Periodic Reporting for period 1 - USFT (A Novel Framework Predicting Steady Flow and Solute Transport in Partially Saturated, Heterogeneous Media.)
Período documentado: 2022-06-01 hasta 2024-05-31
USFT set out to improve our understanding and quantifying abilities of flow, transport, and reaction processes in partially saturated heterogeneous media and their consequences on the relevant Darcy-scale for different multiphase conditions and flow dynamics, which is one of the leading open challenges in porous media research. In this project, we developed a novel framework to predict flow & transport processes at the micro and Darcy scales, in partially saturated media, from the basic pore structure parameters and general flow dynamics. First, we developed a new image analysis method and used it to analyze several experimental results of multiphase flow under different flow conditions in a multifluidic device. This study provided new insights into the interplay between stable and unstable processes in multiphase systems on the most basic pore system features (waterfilled pore size distribution, displacement mechanism, and velocity distribution). Furthermore, we used the image analysis method to extract different levels of phase configuration to construct network models of different complexity to evaluate the permeability, velocity distribution, hydraulic tortuosity, and dead-end (stagnant phase) fraction. As discussed in the following, these parameters are the minimal information needed to predict the complex non-Fickian transport in partially saturated media accurately. Second, we developed a Lagrangian CTRW upscaling framework for partially saturated media. This framework uses the velocities distribution, hydraulic tortuosity, and the fraction of stagnant dead-end phase to predict the breakthrough curve of non-reactive solutes. These accomplishments and their integration allow us to characterize diverse flow regimes in heterogeneous media within a unique, entirely predictive template (i.e. not parameterized by the transport parameters or the spatial pore-scale flow field). This interdisciplinary endeavor incorporates particle dynamic models, stochastic methods, CFD models, and analysis of microfluidic device experiments and numerical direct pore simulations
Despite intensive research over the last five decades, understanding and predicting flow and hydrodynamic transport under variable fluid saturation and spatial heterogeneity have remained open questions. The last decade has seen enormous progress in imaging and characterising microscale structure and multiphase flow and transport processes. USFT has developed an effective image analysis method to characterise the pore space from binary 2D and 3D porous media images. This method uses the curvatures of the distance map (i.e. the Euclidean distance of each point from the nearest interface) to extract information about the pore space and segment the pores.

....

=== Written request 1 ===
Copy out the stretch of the records from their very first line through the line containing "181), (453, 181)]]", keeping every character unchanged.
=== Written request 2 ===
Extend the project summary on flow and solute transport in partially saturated media, starting right after its last sentence.

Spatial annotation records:
....

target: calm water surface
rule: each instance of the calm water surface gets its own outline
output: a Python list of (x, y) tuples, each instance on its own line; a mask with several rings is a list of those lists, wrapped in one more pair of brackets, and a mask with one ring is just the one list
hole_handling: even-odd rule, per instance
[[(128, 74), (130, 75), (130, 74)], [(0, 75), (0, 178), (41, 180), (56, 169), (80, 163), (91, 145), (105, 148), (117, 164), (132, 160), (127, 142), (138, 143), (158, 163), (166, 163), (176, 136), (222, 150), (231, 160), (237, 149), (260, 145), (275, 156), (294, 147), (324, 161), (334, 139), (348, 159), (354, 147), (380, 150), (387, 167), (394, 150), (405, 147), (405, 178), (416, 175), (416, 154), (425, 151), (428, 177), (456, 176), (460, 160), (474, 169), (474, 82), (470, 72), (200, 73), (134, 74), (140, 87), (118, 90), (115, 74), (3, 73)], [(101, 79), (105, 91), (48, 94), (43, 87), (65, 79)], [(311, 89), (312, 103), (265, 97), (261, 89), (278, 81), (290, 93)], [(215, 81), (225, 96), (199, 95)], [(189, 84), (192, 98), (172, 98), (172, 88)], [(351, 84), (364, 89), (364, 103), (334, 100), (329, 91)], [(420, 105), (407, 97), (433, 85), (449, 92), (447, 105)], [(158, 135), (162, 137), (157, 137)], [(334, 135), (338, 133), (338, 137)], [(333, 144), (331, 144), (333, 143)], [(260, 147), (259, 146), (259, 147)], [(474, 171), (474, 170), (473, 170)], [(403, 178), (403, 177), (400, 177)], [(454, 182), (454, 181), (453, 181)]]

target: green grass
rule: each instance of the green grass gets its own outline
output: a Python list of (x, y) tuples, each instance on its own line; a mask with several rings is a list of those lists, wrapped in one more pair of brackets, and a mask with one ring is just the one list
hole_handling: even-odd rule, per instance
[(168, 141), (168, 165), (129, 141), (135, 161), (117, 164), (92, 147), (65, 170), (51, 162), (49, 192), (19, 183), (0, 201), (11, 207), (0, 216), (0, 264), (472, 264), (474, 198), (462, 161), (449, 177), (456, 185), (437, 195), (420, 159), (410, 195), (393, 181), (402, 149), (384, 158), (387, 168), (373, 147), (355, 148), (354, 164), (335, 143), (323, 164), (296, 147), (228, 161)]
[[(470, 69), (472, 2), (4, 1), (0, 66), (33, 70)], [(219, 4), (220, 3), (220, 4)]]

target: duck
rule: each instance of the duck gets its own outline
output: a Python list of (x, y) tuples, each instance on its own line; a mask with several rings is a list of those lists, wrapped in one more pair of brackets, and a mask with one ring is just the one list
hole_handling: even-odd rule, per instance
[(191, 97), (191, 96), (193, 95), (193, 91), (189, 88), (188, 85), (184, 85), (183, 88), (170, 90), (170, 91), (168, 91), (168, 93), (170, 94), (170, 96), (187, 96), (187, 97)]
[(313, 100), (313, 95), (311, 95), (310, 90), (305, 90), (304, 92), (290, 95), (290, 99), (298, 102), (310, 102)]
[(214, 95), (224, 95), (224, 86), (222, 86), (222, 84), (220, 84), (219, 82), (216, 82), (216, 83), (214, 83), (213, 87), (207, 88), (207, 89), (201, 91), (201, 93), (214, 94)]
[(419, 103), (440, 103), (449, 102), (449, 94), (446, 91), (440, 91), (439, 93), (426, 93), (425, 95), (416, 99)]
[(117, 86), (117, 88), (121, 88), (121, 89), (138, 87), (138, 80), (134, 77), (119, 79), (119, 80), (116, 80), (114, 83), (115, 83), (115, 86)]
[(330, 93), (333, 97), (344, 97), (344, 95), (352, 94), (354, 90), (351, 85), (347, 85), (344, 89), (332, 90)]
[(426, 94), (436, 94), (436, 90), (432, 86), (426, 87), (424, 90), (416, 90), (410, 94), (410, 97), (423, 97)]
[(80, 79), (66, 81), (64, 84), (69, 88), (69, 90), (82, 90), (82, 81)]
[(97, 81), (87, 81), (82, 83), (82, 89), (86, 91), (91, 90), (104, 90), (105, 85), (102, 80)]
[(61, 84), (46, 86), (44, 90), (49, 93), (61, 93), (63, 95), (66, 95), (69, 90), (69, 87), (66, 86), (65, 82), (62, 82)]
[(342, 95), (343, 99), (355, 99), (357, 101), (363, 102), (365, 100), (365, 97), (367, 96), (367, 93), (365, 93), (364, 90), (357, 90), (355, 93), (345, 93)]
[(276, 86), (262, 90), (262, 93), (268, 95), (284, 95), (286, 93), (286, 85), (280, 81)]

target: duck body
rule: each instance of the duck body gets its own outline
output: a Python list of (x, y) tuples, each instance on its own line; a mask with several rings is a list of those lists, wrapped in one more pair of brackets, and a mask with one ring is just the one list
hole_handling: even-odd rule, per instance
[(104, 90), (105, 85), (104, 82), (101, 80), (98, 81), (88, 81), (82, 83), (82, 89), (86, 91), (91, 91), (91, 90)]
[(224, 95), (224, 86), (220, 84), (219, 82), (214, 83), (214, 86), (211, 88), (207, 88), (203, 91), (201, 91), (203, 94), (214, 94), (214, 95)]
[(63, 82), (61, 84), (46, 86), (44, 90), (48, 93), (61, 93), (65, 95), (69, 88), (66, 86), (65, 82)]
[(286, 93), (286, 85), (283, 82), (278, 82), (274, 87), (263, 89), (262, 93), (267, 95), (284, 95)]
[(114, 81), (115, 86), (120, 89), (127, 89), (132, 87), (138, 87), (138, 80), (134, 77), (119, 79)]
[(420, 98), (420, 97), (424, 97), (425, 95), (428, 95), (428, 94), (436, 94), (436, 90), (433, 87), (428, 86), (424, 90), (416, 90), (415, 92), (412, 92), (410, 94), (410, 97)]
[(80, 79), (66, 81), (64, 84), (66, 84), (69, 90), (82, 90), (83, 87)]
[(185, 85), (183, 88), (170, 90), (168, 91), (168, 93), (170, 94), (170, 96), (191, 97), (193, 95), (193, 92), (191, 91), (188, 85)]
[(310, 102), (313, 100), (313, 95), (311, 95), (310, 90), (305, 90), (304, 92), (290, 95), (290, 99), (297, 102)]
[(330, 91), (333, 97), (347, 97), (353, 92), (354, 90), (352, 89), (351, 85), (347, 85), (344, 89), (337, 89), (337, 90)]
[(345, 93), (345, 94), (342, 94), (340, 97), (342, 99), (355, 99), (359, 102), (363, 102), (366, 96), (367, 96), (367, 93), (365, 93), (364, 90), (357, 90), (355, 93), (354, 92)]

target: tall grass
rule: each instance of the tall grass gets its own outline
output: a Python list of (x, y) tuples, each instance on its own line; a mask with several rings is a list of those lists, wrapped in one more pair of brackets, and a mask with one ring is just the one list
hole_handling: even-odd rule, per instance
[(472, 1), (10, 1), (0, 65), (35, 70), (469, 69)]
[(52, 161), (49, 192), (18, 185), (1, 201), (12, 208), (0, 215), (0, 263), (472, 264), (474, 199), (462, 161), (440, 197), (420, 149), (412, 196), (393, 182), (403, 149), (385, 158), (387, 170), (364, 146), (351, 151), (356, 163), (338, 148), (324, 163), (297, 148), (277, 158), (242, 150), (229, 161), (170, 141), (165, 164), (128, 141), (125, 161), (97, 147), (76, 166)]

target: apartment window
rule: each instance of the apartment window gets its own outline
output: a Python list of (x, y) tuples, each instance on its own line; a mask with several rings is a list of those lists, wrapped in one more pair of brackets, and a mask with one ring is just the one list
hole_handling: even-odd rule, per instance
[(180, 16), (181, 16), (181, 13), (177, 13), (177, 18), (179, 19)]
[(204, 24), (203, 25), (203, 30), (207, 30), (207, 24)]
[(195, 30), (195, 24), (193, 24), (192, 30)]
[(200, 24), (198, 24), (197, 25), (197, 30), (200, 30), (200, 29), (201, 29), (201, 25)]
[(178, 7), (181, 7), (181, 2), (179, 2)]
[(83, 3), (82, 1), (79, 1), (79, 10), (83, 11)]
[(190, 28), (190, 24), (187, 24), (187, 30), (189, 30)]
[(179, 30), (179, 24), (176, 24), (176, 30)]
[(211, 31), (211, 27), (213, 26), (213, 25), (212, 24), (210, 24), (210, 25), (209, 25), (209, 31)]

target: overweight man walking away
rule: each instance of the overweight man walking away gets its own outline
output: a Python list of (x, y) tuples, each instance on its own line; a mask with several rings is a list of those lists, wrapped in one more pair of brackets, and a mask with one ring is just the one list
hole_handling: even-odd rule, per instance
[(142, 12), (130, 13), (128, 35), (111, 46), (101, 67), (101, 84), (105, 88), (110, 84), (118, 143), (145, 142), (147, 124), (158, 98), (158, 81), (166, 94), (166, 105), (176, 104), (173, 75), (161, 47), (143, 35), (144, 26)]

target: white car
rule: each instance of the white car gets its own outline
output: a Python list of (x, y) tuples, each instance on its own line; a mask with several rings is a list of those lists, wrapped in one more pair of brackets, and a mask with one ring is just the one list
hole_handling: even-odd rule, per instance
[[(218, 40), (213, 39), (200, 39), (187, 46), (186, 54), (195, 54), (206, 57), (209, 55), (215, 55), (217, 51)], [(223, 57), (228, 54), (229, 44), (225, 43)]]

....

=== Exercise result 1 ===
target: calm water surface
rule: each instance of the calm water surface gets its own outline
output: a Python list of (x, y) tuples, each instance on its own line; a mask with several rings is a list of those lists, wrapped in one more pair of brackets, and a mask with one ring is just the one list
hole_handling: even-odd rule, per instance
[[(128, 74), (130, 75), (130, 74)], [(0, 75), (0, 178), (41, 180), (56, 169), (80, 163), (91, 145), (105, 148), (117, 164), (132, 160), (127, 142), (138, 143), (158, 163), (166, 163), (176, 136), (222, 150), (231, 160), (237, 149), (260, 145), (275, 156), (294, 147), (324, 161), (334, 139), (348, 159), (354, 147), (380, 150), (387, 167), (394, 150), (405, 147), (405, 178), (416, 175), (416, 154), (425, 151), (428, 177), (456, 176), (460, 160), (474, 169), (474, 82), (470, 72), (200, 73), (134, 74), (140, 87), (118, 90), (115, 74), (3, 73)], [(101, 79), (105, 91), (48, 94), (43, 87), (65, 79)], [(311, 89), (312, 103), (265, 97), (261, 89), (278, 81), (290, 93)], [(215, 81), (225, 96), (199, 95)], [(189, 84), (192, 98), (172, 98), (172, 88)], [(351, 84), (364, 89), (364, 103), (334, 100), (329, 91)], [(420, 105), (407, 97), (433, 85), (449, 92), (447, 105)], [(158, 135), (162, 137), (157, 137)], [(334, 135), (338, 133), (338, 137)], [(333, 144), (331, 144), (333, 143)], [(260, 147), (259, 146), (259, 147)], [(474, 171), (474, 170), (473, 170)], [(403, 178), (403, 177), (400, 177)], [(454, 182), (454, 181), (453, 181)]]

=== Exercise result 2 ===
Building on this improvement, we were able to analyse thousands of images taken during gas and liquid flow experiments under different conditions in a milifluidic device, which has shown that the phase configuration dramatically affects the medium permeability. This finding suggests that the commonly used injective permeability-saturation curve assumption is incorrect. Moreover, this study demonstrates how the entrapped non-wetting phase enables the trapping of the wetting phase during drainage, forming a hysteretic behaviour in the fraction of the entrapped (non-percolated) phase. Furthermore, this study shows that the phase configuration and flow path changes with the different flow dynamics. However, these changes are related to local resistance forces and do not lead to a global dissipation of energy. These results have evidenced the shortcomings of classical flow and transport approaches for describing large-scale non-equilibrium phenomena.
It remained to be seen how the new knowledge on small-scale structures and processes can be used to derive upscaled models for unsaturated flow and transport that link microscale flow and medium properties to large-scale flow and transport. To this end, we used the image analysis tool to develop network models building on different levels of detailed information about the distribution of pore bodies' and throats' sizes and connectivity of the pores. The models, with different complexity, are suitable with different degrees of applicability to evaluate large scale parameters such as permeability, tortuosity, and flow velocity distribution.
For the upscaling of solute transport, we established a continuous time random walk model for a partially saturated media that accounts for a mobile-immobile mass exchange between stagnant and transmitting pores. This model accurately predicted the breakthrough curves of solute transport through the media compared to the results of detailed numerical flow and transport simulations. The advantage of the continuous time random walk is the much lower computational times required and the ability to evaluate the effect of the flow conditions on large scale (anomalous) transport and its characteristic parameters. For example, we demonstrated how the entrapped air increases the characteristic length of the media, the advective tortuosity, and the fraction of immobile area. Moreover, the Peclet number is strongly correlated to the trapping frequency and to the normalised mean trapping time.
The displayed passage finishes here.